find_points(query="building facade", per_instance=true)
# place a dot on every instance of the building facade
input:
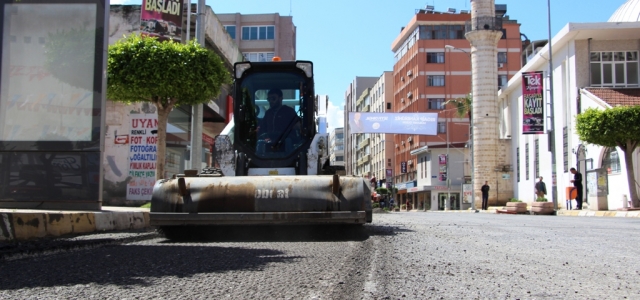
(595, 65)
(433, 65)
(381, 145)
(336, 147)
(260, 37)
(355, 90)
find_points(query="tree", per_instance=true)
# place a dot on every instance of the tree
(618, 126)
(167, 74)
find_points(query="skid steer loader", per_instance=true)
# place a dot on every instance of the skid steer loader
(271, 159)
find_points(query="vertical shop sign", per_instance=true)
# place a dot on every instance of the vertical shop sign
(533, 105)
(142, 156)
(442, 164)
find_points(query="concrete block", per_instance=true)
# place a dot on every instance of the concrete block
(6, 229)
(633, 214)
(83, 222)
(29, 225)
(58, 224)
(104, 221)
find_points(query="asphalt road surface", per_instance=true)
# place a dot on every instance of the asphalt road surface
(398, 256)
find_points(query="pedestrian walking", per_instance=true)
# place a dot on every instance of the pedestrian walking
(485, 195)
(541, 188)
(577, 184)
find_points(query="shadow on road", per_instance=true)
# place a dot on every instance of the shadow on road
(291, 233)
(132, 265)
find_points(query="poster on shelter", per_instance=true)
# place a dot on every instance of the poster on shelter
(161, 19)
(533, 104)
(398, 123)
(142, 156)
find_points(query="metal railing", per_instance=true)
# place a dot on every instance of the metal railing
(484, 23)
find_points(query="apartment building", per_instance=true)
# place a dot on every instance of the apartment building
(260, 37)
(355, 89)
(433, 65)
(336, 147)
(382, 154)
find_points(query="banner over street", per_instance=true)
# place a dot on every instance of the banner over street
(398, 123)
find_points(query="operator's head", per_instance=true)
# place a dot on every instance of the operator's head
(274, 97)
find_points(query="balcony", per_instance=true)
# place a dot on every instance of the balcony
(484, 23)
(364, 143)
(363, 160)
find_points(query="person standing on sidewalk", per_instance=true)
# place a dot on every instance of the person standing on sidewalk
(485, 195)
(577, 184)
(541, 188)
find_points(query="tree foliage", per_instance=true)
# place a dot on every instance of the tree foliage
(167, 74)
(143, 69)
(462, 105)
(611, 127)
(618, 126)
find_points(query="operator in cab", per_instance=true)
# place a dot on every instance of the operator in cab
(277, 119)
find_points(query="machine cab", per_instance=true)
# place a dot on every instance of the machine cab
(274, 108)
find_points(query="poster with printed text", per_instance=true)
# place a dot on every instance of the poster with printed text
(533, 104)
(162, 19)
(142, 156)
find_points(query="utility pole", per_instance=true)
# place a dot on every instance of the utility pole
(196, 110)
(551, 130)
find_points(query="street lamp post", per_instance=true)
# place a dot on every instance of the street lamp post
(473, 197)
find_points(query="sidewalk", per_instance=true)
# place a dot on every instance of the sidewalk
(559, 212)
(25, 224)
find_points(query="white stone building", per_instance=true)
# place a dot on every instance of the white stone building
(595, 65)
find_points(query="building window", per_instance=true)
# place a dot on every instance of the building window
(258, 32)
(437, 103)
(611, 161)
(435, 57)
(502, 81)
(441, 32)
(258, 56)
(231, 30)
(456, 32)
(502, 57)
(614, 69)
(435, 80)
(442, 127)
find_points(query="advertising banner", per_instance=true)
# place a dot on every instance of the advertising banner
(467, 190)
(142, 156)
(398, 123)
(162, 19)
(442, 164)
(533, 104)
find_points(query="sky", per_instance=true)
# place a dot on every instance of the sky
(349, 38)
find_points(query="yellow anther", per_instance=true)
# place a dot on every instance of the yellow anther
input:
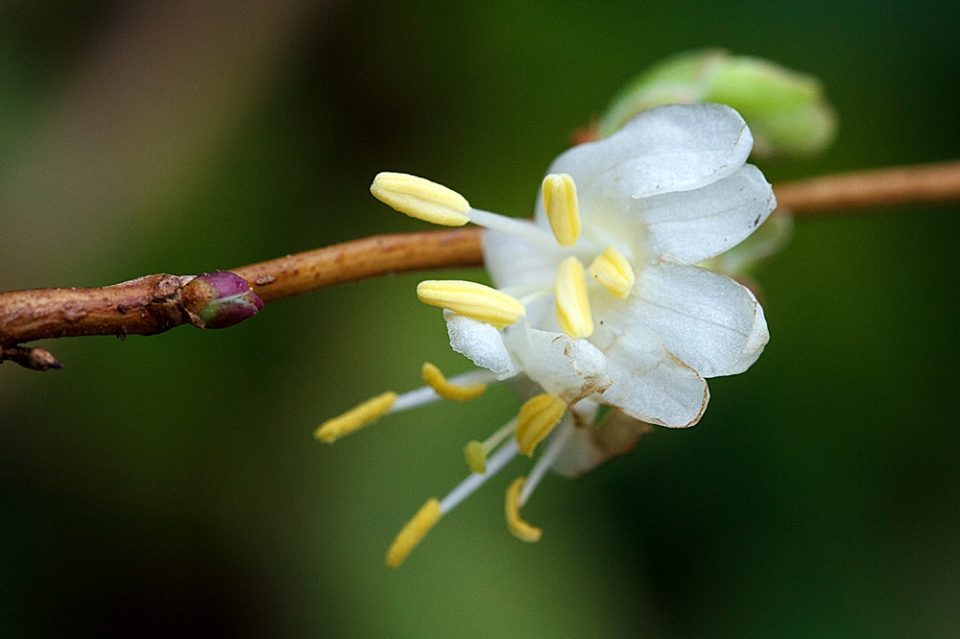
(367, 412)
(420, 198)
(518, 527)
(435, 380)
(560, 203)
(613, 271)
(573, 305)
(473, 300)
(411, 535)
(476, 456)
(537, 418)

::::

(WRITTEN TASK) Please transcribe the material above exactly as written. Leave the pictures out.

(COMPLETE ANSWER)
find_points(query="building facade", per_instance=true)
# place a dot on every instance of the building facade
input:
(595, 65)
(433, 65)
(381, 145)
(336, 147)
(260, 37)
(355, 90)
find_points(query="tree", per_instance=true)
# place a dot on every instance of the tree
(618, 126)
(167, 74)
find_points(query="skid steer loader", per_instance=true)
# place a dot on every instance of the skid steer loader
(271, 159)
find_points(query="vertical shop sign", per_instance=true)
# place a dot on every instance of the vertical shop sign
(533, 105)
(142, 156)
(442, 164)
find_points(query="concrete block", per_instance=true)
# place a dot on every instance of the concrete block
(6, 229)
(633, 214)
(83, 222)
(29, 225)
(58, 224)
(104, 221)
find_points(query="asphalt road surface", per_instance=true)
# place a dot on every instance of the asphalt road surface
(398, 256)
find_points(query="pedestrian walking", per_instance=true)
# place a dot on every instance of the pedestrian walking
(485, 195)
(541, 188)
(577, 184)
find_points(query="shadow on road", per_instance=true)
# place a dot on every instance of the shadow on road
(291, 233)
(132, 265)
find_points(query="poster on shelter", per_instance=true)
# place a dot on every instance of the poster on shelter
(161, 19)
(533, 104)
(398, 123)
(142, 156)
find_points(query="metal railing", per_instance=true)
# place a dot on every instance of the metal railing
(484, 23)
find_points(query="apartment building", per_instance=true)
# place a dot on every instance of the apartment building
(260, 37)
(355, 89)
(433, 65)
(336, 147)
(382, 154)
find_points(query="banner over street", per_instance=true)
# place a dot on every instance of the banner over street
(398, 123)
find_points(query="operator's head", per_instance=true)
# place a dot on every instance of the operator's head
(274, 97)
find_points(query="balcony", per_instance=true)
# place a dot on every instance of the balcony
(484, 23)
(364, 143)
(363, 160)
find_points(query="person standing on sidewalk", per_instance=true)
# place a dot on every instance of the person standing on sidewalk
(485, 195)
(577, 184)
(541, 188)
find_points(query="tree foliage", per_instance=true)
# place a dot on every instance of the tree foliage
(167, 74)
(143, 69)
(462, 105)
(611, 127)
(618, 126)
find_points(query="operator in cab", per_instance=true)
# place a dot on every instance of the operator in cab
(277, 119)
find_points(query="machine cab", per_instance=true)
# place a dot on every instance of the machine cab
(274, 108)
find_points(query="poster with printed text", per_instance=true)
# place a dot on every instance of the poster with printed text
(533, 104)
(162, 19)
(142, 156)
find_points(query="utility pole", per_instance=true)
# place a dot on every instance of the utility pole
(196, 110)
(551, 130)
find_points(query="street lamp post", per_instance=true)
# place a dot on every instance of the street lamp post
(473, 197)
find_points(query="sidewalk", per_instance=true)
# place a dot on every instance of the sidewalk
(559, 212)
(25, 224)
find_points(query="white stone building", per_instance=true)
# place a dot on every instance of the white stone building
(595, 65)
find_points(query="building window", per_instance=true)
# place a dot on every instance of the building window
(258, 32)
(437, 103)
(611, 161)
(435, 57)
(502, 81)
(441, 32)
(258, 56)
(231, 30)
(456, 32)
(502, 57)
(614, 69)
(435, 80)
(442, 127)
find_points(query="advertising banner", per_instance=true)
# place a dot on every instance of the advertising banner
(467, 190)
(142, 156)
(398, 123)
(162, 19)
(442, 164)
(533, 104)
find_points(query="sky", per_instance=true)
# place a dot on every instance of the sky
(349, 38)
find_points(query="yellow anther", per_instance=true)
# place a dot on every instance of the yellow anther
input:
(367, 412)
(420, 198)
(518, 527)
(435, 380)
(560, 203)
(613, 271)
(573, 305)
(473, 300)
(411, 535)
(476, 456)
(537, 418)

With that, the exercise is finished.